* [Requirement] Convert the data into a numbered list, starting at the first line and ending with the line containing "349, 101, 413, 113". Include both of those lines and leave out any blank lines.

* [Extracted data]
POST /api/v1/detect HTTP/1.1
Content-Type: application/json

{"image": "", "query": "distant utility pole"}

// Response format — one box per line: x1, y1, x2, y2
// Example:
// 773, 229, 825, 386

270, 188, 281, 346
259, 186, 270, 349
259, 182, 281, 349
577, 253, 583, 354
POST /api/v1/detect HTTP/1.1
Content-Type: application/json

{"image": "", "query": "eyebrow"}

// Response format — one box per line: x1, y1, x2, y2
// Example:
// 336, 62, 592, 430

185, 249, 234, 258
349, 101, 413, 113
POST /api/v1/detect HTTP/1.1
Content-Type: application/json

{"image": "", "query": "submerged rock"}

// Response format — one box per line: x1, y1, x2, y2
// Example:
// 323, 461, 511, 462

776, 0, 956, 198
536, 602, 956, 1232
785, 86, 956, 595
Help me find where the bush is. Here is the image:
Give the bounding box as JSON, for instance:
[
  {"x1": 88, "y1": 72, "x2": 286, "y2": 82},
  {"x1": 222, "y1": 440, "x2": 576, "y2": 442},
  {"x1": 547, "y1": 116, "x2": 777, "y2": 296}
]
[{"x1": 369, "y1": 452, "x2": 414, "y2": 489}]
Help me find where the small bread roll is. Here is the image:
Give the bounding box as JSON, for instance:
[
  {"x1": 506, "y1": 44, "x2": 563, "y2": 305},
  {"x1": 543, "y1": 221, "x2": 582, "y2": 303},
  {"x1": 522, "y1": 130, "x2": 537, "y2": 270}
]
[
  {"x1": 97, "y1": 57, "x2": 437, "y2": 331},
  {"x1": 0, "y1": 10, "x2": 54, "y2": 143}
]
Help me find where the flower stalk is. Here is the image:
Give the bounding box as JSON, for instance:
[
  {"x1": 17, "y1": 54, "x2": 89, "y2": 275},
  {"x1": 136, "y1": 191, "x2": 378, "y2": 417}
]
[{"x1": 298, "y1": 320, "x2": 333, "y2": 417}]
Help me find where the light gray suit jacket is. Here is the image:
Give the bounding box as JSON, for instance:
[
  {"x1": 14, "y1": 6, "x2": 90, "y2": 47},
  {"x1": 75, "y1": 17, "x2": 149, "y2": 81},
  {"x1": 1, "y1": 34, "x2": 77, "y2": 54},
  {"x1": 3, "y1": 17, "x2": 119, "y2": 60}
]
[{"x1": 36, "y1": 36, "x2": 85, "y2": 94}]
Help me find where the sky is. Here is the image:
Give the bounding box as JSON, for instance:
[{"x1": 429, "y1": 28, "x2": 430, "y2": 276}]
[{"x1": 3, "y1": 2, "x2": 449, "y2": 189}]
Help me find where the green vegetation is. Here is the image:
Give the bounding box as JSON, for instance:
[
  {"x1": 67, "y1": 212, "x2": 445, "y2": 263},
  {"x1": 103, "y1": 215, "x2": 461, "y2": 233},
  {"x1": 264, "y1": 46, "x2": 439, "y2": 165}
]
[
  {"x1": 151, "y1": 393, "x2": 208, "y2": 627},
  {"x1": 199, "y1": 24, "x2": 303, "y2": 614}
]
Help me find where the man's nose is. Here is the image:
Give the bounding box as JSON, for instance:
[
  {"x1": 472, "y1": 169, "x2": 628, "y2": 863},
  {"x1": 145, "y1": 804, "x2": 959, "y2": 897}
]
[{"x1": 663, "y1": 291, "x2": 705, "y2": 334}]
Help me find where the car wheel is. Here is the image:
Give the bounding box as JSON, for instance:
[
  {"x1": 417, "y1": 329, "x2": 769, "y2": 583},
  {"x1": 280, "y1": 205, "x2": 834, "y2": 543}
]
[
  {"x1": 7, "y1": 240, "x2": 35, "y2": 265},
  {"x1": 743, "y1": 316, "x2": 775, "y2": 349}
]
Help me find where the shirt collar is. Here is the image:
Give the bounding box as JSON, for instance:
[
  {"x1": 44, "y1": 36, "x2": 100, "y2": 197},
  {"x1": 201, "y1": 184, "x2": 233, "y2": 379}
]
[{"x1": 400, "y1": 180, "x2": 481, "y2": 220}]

* [Task solution]
1. POST /api/v1/detect HTTP/1.1
2. Content-Type: application/json
3. {"image": "", "query": "distant utility pole"}
4. // Response format — one box per line: x1, y1, x2, y2
5. // Example:
6. // 773, 229, 825, 386
7. 270, 188, 281, 346
8. 259, 186, 270, 349
9. 259, 182, 281, 349
10. 577, 253, 583, 354
11. POST /api/v1/detect HTTP/1.1
12. Content-Type: application/json
13. {"image": "", "query": "eyebrow"}
14. // Response format — one box per line: x1, y1, x2, y2
15. // Example:
16. // 336, 62, 592, 430
17. 185, 249, 234, 258
18. 349, 101, 413, 113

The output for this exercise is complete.